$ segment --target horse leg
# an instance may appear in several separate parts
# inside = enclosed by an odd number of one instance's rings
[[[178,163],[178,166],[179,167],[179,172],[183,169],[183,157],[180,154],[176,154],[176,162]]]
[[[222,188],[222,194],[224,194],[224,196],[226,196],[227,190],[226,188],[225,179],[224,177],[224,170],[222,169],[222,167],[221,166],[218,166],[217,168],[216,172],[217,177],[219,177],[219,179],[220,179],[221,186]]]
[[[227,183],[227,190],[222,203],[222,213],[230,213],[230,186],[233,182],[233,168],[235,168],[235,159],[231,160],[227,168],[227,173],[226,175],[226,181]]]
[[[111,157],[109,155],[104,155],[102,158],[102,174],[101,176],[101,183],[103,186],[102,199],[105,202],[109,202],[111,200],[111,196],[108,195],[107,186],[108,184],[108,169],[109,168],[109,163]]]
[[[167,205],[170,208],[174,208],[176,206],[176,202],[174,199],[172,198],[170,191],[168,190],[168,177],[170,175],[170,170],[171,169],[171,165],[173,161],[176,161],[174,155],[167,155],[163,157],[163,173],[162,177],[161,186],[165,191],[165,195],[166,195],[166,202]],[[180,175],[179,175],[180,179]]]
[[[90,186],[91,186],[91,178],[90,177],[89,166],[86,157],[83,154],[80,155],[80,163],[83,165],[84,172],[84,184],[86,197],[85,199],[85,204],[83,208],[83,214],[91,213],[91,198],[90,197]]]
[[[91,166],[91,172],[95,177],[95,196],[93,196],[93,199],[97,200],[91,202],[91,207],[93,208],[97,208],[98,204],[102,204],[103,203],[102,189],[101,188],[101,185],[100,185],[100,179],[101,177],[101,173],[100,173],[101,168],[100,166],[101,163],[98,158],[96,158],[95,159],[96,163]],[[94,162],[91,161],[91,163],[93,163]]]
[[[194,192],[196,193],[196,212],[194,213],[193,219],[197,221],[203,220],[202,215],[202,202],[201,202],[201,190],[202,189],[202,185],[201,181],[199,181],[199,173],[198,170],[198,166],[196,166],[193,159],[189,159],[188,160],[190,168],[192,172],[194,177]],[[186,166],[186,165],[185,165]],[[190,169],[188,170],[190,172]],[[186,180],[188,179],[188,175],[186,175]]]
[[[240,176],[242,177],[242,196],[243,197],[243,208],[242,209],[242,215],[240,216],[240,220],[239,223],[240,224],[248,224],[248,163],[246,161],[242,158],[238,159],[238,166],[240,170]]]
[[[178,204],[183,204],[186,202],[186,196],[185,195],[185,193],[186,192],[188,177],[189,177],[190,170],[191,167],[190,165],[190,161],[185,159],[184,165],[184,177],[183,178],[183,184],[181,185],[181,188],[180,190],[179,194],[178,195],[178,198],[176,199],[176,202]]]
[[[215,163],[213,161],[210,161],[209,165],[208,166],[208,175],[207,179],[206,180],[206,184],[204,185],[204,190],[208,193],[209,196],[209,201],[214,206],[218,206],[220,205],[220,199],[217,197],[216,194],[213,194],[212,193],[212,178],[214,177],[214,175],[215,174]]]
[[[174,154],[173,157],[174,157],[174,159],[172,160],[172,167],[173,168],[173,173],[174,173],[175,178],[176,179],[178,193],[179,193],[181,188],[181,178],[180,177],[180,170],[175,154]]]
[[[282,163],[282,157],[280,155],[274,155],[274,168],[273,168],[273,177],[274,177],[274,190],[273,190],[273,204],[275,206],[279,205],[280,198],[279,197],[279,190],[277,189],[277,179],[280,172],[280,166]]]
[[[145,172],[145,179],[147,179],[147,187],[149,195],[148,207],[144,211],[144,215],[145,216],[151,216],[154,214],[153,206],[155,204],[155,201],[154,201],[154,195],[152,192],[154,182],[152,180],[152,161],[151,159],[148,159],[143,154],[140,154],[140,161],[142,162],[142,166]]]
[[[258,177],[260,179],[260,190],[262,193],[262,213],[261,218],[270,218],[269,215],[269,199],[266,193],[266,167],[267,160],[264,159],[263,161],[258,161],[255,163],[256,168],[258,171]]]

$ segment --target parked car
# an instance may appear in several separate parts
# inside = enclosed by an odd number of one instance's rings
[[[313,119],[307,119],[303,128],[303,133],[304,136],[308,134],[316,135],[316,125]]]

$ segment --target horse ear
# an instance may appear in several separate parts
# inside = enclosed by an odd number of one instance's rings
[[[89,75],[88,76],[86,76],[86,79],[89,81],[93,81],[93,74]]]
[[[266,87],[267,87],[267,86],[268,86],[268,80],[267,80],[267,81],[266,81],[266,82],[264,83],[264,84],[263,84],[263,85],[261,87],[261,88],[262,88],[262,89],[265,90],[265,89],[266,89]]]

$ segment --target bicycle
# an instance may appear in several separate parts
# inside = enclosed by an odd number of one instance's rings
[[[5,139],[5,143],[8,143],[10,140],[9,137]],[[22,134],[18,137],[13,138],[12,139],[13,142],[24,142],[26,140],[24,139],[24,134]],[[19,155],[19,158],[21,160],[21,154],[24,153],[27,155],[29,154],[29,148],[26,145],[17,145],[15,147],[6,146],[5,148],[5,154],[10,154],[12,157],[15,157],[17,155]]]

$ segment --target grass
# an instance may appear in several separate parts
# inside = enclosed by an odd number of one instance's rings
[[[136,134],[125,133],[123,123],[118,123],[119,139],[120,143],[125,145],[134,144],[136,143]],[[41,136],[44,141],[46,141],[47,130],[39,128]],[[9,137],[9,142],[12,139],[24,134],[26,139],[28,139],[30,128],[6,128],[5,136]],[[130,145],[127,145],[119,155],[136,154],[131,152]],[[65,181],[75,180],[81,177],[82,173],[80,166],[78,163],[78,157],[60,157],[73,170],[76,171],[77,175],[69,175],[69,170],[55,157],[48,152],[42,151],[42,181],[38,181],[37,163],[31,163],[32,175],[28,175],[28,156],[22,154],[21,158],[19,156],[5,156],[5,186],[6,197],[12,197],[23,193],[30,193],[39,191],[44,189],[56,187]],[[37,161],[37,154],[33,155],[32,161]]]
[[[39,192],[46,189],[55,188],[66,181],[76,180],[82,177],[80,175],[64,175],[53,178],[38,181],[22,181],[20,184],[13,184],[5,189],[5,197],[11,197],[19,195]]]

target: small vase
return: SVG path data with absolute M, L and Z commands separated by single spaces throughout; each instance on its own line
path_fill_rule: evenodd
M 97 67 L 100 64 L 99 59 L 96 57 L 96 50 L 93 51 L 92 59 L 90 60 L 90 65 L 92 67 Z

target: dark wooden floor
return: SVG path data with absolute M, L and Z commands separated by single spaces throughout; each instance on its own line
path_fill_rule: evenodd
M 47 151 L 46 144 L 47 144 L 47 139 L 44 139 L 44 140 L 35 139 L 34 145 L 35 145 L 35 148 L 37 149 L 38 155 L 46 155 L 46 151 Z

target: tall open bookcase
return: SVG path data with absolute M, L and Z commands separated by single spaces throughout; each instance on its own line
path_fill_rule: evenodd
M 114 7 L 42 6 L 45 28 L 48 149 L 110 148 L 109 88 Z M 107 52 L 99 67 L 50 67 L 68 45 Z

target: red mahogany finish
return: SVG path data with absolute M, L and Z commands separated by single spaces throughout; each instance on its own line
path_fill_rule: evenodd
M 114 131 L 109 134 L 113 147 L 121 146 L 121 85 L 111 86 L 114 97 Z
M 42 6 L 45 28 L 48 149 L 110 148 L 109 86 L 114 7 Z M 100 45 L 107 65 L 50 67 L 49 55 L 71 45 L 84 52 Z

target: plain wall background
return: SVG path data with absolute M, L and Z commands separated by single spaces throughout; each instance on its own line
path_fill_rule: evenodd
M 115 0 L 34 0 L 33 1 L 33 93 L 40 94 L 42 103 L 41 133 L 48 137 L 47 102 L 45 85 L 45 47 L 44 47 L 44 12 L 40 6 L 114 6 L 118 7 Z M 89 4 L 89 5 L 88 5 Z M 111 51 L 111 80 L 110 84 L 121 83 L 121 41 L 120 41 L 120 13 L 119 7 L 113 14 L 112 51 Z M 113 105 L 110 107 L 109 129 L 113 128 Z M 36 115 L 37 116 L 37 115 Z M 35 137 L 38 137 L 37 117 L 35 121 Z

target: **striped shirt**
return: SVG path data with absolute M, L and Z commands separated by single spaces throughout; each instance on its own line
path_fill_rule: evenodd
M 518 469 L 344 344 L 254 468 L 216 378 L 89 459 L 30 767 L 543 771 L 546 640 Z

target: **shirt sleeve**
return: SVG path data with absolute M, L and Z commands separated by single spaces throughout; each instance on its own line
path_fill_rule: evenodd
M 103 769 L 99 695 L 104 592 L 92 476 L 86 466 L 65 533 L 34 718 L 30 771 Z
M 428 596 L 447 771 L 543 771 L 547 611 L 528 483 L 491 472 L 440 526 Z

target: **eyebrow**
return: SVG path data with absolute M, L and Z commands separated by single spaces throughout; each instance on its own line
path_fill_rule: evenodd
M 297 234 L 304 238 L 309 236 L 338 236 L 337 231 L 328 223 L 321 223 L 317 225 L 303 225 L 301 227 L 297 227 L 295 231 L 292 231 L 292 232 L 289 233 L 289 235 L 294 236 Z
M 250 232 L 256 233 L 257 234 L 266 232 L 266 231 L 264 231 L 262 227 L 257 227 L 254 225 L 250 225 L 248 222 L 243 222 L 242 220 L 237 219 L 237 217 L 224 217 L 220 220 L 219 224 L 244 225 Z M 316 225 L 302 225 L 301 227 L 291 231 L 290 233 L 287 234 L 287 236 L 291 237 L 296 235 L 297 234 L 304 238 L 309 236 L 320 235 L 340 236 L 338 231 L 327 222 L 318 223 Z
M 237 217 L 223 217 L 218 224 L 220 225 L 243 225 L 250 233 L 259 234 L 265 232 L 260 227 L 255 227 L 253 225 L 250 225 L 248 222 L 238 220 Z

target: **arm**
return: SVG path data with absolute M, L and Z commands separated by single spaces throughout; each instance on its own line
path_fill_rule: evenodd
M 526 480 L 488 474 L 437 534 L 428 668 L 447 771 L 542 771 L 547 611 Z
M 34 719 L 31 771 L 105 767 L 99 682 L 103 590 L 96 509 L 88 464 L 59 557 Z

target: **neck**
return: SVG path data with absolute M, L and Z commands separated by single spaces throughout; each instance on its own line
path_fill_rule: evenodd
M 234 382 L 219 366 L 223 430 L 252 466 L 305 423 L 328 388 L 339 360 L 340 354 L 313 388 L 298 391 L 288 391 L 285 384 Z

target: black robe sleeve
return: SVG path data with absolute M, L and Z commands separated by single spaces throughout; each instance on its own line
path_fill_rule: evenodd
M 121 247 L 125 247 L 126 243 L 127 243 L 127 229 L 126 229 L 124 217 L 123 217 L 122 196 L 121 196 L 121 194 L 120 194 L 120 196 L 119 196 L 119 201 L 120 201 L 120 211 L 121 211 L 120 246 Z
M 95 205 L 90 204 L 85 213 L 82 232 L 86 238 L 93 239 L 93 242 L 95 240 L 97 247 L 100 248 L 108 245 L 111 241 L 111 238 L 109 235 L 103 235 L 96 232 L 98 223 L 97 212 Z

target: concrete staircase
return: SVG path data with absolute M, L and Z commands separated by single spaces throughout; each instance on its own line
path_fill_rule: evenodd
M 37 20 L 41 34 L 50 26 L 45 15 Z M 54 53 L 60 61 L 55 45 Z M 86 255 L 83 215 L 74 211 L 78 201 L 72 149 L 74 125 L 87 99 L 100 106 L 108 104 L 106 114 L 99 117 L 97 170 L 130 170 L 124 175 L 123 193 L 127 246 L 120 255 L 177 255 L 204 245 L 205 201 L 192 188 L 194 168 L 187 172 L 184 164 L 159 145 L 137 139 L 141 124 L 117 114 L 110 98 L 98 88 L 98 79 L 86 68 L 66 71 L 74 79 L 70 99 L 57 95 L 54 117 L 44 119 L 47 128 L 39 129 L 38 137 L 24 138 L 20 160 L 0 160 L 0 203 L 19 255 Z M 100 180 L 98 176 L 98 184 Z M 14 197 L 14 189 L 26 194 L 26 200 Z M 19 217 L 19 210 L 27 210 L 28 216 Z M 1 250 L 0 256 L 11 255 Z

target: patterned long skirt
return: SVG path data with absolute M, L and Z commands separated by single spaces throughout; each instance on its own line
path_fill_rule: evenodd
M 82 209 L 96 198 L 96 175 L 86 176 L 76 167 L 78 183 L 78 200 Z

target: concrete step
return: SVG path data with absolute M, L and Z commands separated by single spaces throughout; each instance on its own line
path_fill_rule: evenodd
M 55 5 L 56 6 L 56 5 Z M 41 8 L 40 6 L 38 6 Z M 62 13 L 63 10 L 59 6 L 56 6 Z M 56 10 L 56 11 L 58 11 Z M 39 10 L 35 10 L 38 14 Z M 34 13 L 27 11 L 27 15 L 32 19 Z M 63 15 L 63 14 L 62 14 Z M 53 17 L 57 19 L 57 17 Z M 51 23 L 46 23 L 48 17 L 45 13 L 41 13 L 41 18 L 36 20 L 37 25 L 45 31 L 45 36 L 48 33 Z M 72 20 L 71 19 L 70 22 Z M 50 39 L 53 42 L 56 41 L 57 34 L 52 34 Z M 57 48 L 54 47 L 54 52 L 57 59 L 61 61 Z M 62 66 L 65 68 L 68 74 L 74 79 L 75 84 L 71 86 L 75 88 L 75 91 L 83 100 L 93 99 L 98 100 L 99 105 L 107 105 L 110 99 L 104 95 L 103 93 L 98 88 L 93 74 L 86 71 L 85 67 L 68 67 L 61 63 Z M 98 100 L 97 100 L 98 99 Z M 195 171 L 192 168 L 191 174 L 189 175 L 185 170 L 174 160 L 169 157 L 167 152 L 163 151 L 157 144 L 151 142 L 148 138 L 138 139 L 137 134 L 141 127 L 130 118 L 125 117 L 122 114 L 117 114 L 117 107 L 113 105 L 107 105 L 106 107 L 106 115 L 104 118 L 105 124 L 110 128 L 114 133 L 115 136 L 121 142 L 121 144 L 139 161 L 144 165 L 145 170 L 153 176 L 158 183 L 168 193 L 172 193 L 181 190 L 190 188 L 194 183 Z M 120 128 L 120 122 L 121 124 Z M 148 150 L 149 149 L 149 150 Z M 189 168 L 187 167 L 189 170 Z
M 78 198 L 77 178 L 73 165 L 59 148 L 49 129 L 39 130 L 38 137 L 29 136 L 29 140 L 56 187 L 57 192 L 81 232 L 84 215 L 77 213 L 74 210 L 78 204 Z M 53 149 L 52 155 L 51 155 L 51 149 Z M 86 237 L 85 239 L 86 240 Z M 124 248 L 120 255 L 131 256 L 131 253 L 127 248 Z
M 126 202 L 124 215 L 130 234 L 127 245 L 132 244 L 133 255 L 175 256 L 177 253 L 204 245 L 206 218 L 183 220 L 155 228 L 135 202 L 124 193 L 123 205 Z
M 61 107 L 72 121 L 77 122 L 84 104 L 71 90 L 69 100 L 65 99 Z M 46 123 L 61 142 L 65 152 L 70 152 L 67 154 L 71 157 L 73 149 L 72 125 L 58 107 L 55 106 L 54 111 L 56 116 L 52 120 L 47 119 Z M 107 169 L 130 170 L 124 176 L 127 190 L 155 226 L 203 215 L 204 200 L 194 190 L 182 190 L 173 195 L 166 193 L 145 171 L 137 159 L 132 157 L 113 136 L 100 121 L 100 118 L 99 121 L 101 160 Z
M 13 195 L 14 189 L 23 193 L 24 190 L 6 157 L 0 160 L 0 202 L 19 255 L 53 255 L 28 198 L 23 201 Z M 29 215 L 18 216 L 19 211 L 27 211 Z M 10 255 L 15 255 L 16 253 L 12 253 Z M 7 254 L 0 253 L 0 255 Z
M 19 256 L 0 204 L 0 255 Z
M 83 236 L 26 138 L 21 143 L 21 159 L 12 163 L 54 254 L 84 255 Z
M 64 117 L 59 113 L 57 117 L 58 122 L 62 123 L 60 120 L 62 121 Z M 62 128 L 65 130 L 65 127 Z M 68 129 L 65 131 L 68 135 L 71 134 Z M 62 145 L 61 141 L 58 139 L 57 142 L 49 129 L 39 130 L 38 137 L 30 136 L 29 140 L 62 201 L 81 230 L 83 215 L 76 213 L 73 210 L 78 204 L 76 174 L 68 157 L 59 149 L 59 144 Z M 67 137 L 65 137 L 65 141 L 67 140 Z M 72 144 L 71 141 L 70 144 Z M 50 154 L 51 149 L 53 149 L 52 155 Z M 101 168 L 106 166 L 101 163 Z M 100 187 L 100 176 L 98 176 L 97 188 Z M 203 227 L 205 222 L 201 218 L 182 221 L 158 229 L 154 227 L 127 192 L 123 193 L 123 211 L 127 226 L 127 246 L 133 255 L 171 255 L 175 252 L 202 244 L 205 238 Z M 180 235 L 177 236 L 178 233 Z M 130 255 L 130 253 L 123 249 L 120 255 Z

--- --- ---

Copy out the listing lines exactly as they are, beginning at the line that contains "target: tall open bookcase" and stopping after the line that contains "M 114 7 L 42".

## Worked answer
target: tall open bookcase
return: SVG path data with absolute M, L and Z commands separated by single spaces throughout; each instance on its own line
path_fill_rule: evenodd
M 114 7 L 42 6 L 45 28 L 48 149 L 110 148 L 109 88 Z M 107 52 L 99 67 L 50 67 L 68 45 Z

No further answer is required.